Point localization data:
^^^^

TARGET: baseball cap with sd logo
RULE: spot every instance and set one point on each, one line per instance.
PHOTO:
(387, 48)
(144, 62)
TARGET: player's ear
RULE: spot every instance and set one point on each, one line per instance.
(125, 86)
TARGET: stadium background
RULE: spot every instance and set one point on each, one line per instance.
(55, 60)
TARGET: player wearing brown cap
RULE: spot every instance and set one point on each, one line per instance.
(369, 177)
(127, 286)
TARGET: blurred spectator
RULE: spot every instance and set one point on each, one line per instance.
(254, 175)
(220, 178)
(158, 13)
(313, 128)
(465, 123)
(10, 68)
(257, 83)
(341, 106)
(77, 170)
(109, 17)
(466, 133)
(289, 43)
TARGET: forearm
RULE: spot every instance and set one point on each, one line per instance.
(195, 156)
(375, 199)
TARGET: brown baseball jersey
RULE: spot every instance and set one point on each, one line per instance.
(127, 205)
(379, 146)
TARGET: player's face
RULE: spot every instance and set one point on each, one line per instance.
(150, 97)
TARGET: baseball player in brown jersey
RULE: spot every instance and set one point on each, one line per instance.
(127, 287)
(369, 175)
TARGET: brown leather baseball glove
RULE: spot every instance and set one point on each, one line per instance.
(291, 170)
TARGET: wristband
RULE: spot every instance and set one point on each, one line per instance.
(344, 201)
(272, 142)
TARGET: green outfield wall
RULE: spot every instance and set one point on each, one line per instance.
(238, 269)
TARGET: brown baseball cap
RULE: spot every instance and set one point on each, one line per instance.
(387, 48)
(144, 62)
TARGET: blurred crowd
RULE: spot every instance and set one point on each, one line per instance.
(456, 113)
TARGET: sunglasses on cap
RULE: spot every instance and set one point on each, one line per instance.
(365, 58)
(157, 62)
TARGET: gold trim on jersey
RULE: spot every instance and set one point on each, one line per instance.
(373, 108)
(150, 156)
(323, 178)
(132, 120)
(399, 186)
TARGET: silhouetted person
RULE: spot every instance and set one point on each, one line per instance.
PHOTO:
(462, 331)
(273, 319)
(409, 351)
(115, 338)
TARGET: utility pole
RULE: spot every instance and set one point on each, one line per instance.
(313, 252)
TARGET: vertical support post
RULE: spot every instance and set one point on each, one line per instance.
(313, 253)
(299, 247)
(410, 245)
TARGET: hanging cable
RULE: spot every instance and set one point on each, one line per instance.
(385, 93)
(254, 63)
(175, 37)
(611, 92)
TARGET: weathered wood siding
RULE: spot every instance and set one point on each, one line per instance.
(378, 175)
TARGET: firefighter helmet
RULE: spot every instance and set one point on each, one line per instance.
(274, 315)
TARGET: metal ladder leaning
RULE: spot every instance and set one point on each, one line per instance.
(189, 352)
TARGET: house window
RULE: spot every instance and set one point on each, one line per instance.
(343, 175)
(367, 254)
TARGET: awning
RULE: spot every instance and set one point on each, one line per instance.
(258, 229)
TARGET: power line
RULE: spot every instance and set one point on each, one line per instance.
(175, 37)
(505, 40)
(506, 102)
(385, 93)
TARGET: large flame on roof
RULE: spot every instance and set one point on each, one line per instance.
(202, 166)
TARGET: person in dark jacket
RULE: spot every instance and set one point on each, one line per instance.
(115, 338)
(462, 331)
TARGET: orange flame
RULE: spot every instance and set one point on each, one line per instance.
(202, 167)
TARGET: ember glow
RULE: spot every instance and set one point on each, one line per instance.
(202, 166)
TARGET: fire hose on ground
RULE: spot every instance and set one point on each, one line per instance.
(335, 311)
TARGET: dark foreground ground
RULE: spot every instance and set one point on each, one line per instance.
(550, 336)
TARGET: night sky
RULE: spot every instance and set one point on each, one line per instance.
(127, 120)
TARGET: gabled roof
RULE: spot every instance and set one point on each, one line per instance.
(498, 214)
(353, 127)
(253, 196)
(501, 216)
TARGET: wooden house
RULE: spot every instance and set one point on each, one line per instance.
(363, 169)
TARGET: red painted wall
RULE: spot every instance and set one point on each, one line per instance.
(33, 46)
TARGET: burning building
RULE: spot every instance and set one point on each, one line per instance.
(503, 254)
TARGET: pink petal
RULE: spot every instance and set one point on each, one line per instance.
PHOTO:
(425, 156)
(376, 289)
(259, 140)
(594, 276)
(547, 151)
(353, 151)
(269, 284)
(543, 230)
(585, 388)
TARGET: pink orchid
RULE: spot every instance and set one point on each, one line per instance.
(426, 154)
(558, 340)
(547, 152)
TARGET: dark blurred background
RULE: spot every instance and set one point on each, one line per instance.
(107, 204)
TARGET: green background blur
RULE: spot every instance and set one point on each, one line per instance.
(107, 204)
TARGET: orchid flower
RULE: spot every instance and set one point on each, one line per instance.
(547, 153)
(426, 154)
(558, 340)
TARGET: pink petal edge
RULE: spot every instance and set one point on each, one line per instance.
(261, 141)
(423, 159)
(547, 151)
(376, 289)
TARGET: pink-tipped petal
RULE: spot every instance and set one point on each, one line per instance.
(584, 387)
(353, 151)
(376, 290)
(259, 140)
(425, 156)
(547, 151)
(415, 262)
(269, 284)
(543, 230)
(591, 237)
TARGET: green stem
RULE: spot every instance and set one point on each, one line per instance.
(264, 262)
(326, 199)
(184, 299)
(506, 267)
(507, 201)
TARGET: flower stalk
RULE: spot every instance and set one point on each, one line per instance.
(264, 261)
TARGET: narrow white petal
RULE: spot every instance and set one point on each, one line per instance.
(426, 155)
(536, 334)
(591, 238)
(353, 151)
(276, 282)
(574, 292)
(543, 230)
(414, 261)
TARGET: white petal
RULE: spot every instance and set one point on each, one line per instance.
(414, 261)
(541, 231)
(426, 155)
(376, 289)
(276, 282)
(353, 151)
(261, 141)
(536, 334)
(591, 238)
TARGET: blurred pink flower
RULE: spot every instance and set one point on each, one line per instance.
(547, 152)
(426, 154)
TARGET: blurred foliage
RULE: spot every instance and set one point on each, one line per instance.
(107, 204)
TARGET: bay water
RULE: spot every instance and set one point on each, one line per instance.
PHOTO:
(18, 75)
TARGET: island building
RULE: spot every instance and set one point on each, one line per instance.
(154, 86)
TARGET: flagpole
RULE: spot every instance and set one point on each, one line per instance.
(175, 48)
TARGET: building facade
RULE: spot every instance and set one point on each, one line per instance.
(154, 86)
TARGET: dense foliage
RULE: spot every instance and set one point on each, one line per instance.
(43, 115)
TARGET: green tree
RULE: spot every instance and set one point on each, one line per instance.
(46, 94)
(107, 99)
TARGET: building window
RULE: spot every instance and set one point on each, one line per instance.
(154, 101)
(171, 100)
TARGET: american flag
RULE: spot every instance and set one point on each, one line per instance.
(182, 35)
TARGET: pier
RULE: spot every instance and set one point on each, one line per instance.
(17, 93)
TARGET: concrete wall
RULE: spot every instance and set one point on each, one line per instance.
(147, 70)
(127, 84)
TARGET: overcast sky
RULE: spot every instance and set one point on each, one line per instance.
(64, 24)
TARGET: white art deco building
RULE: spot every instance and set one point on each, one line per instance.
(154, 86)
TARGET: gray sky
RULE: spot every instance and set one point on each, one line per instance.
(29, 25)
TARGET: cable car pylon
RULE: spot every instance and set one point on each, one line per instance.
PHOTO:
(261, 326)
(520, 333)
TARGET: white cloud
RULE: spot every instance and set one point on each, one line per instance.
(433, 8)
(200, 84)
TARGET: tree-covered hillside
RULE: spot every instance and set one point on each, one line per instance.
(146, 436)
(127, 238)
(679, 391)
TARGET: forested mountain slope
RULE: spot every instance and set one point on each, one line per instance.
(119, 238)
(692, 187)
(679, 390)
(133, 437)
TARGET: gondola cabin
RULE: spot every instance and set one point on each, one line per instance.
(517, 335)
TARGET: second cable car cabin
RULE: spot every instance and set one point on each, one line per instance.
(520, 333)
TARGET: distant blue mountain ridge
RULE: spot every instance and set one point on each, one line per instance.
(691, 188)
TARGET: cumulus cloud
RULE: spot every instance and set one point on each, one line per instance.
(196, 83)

^^^^

Task instructions »
Where the word "wall" appears in a line of the entries, copy that line.

Output »
TARGET: green outfield wall
TARGET: red painted wall
TARGET: concrete wall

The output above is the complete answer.